--- LISTED RECORDS ---

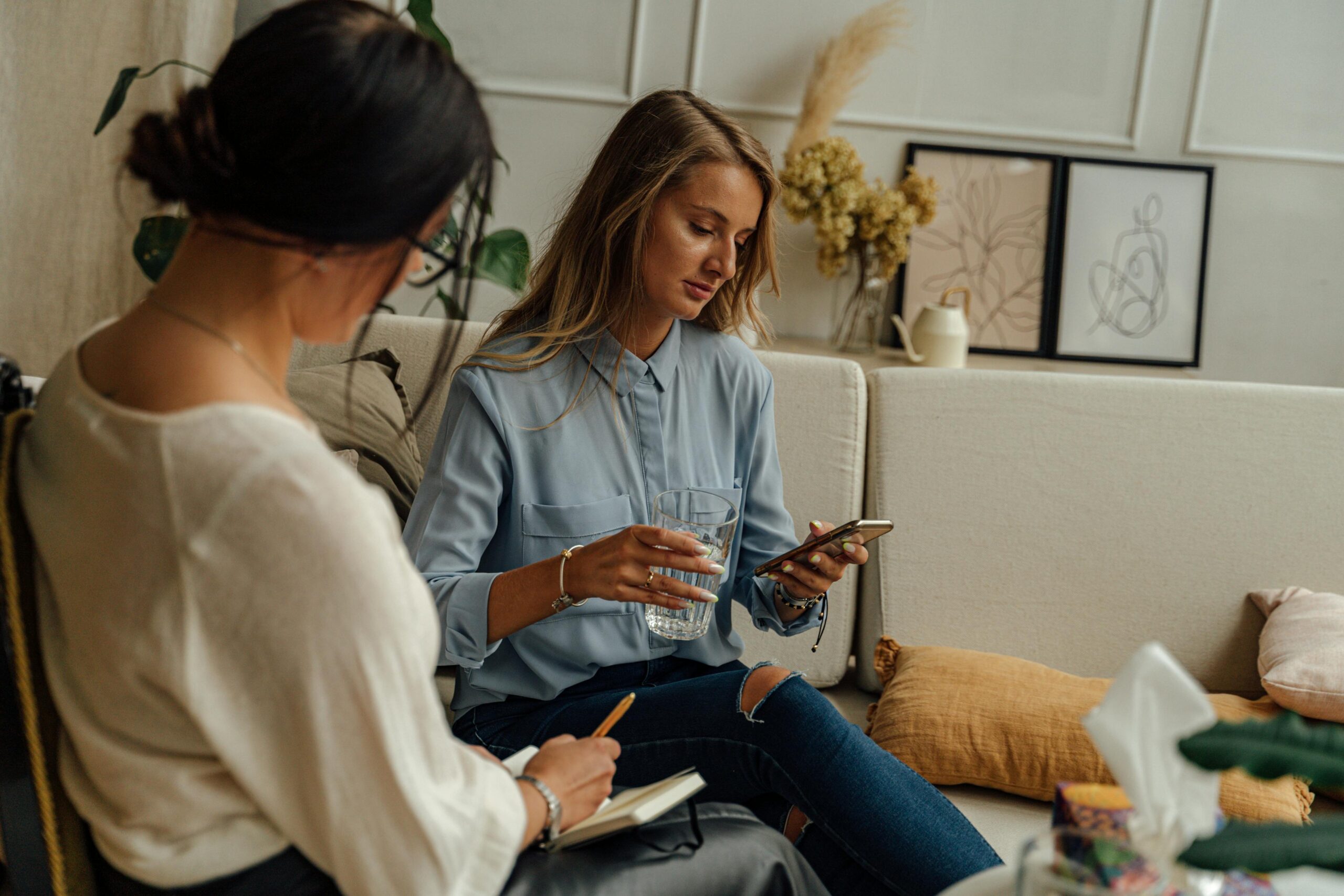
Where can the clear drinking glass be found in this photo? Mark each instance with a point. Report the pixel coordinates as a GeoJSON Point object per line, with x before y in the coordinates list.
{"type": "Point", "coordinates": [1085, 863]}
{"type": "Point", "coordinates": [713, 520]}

---
--- LISTED RECORDS ---

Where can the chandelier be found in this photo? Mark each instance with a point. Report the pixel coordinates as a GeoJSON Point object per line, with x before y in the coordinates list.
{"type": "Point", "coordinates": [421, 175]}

---

Extract each line in the entries above that contains the word "photo".

Where can the clear drinking glass be found in this photo? Mark each instance with a point. Report the pixel coordinates as a GeoJSON Point object per line, with x before y in the coordinates list.
Where can the chandelier be found in this photo? Mark each instance with a point. Report the pixel coordinates as a GeoJSON Point object per line, with x before y in the coordinates list.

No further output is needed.